Give all of the listing again word for word, with images excluded.
------ Data under study ------
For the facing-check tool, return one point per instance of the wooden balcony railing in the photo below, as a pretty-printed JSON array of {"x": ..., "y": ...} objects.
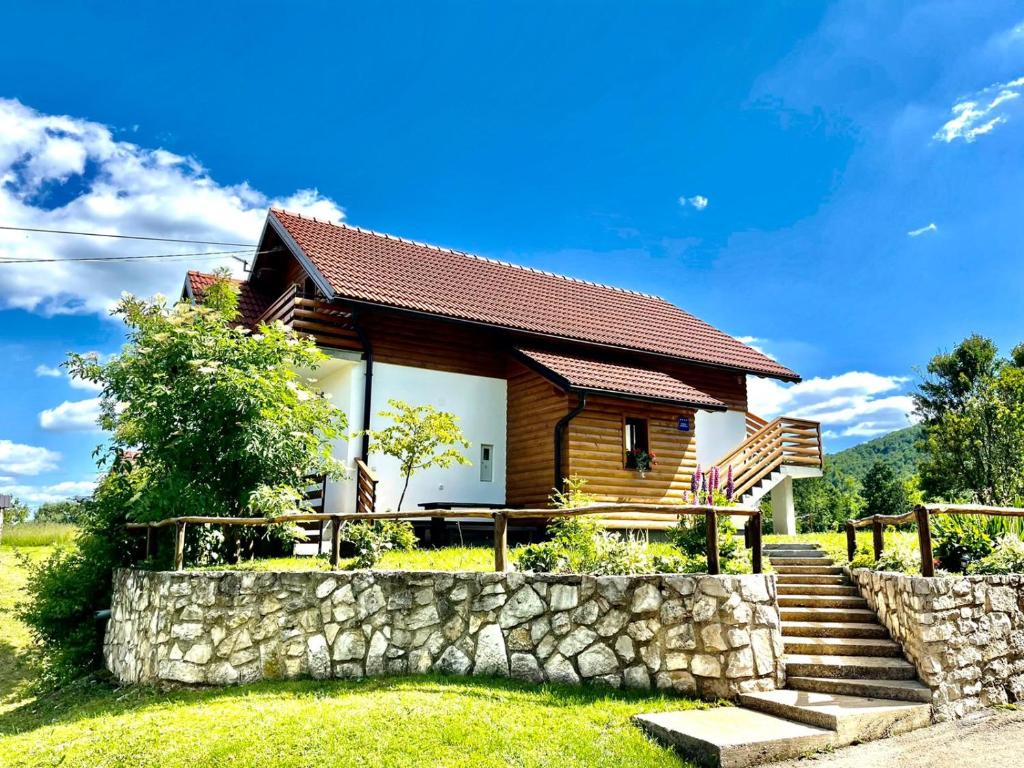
[
  {"x": 366, "y": 488},
  {"x": 782, "y": 441},
  {"x": 330, "y": 325}
]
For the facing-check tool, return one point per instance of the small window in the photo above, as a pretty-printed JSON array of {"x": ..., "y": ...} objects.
[
  {"x": 635, "y": 439},
  {"x": 486, "y": 463}
]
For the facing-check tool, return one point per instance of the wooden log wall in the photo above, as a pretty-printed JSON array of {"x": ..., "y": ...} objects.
[{"x": 596, "y": 451}]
------
• **Response to this exercise**
For the facing-check tool, return one point per instance of the wooden balcony railing in the photo below, as a pretty-printed JSON array of {"x": ..., "y": ...} objects.
[
  {"x": 366, "y": 488},
  {"x": 782, "y": 441},
  {"x": 330, "y": 325}
]
For the facing-check tool, return one point per instance of the small window in the photo above, as a pretty-printed JSON array of {"x": ..., "y": ...} objects.
[
  {"x": 635, "y": 439},
  {"x": 486, "y": 463}
]
For the facing-check tool, return one point per instance of the wooden log wall in the photo above, as a pretty-printed JSON array of {"x": ..., "y": ...} objects.
[{"x": 596, "y": 451}]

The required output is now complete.